▶ _Input material_:
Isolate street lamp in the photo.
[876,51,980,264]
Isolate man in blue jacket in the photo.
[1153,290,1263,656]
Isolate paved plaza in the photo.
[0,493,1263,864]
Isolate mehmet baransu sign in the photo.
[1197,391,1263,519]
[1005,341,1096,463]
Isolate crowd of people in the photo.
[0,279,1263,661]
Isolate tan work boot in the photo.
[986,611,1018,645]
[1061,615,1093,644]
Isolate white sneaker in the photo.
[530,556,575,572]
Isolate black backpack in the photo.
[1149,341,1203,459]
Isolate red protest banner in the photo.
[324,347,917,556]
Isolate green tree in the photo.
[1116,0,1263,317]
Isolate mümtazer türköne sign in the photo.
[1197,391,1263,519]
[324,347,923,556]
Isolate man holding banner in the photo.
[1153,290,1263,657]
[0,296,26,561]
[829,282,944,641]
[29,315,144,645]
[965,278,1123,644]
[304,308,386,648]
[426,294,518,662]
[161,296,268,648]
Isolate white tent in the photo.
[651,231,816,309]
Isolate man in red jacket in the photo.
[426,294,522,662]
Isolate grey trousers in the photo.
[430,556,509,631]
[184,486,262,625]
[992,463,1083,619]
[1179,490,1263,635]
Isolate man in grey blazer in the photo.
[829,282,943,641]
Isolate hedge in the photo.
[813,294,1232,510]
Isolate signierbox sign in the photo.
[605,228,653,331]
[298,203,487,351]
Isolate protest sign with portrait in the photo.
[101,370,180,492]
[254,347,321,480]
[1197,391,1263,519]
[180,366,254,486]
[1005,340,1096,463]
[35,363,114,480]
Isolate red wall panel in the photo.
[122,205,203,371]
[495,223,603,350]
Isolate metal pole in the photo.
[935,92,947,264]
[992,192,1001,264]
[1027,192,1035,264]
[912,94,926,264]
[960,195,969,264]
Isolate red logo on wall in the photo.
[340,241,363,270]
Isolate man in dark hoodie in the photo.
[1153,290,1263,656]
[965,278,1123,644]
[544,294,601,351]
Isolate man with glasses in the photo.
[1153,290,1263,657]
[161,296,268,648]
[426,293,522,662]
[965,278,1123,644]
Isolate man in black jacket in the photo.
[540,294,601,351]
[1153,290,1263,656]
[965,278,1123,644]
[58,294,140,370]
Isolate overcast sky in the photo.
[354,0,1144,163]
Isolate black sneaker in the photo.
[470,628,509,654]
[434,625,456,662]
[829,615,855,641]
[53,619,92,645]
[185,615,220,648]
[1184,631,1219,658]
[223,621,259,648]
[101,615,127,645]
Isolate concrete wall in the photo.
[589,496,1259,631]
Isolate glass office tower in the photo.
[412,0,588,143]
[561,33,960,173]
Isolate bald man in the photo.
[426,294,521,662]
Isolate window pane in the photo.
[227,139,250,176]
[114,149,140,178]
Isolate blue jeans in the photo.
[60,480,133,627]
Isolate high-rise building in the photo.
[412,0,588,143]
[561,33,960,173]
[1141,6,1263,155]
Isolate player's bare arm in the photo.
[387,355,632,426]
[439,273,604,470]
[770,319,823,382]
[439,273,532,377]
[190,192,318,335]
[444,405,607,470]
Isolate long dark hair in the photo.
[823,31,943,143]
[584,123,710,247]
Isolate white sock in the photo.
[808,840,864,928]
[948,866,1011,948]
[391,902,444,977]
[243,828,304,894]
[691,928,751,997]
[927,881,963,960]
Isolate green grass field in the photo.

▶ _Requirements_: Rewrite the stretch of data from the line containing "Isolate high-rise building in the photo." through the end of the data, keeping every line and increasing each bounding-box coordinate by 48.

▶ _Expected answer_:
Isolate high-rise building in the photo.
[460,48,636,191]
[609,81,1008,221]
[1189,54,1311,203]
Isolate player's bare arm in the photo.
[435,403,680,474]
[487,321,652,518]
[818,367,871,430]
[487,321,580,425]
[238,240,366,383]
[492,453,655,518]
Isolate long dark hair in the photo.
[871,79,991,191]
[632,171,758,295]
Isolate white sock in the photo.
[856,888,912,976]
[996,914,1059,996]
[439,950,492,1025]
[291,876,352,942]
[739,976,799,1045]
[975,929,1011,1008]
Isolate green grass field in the photo.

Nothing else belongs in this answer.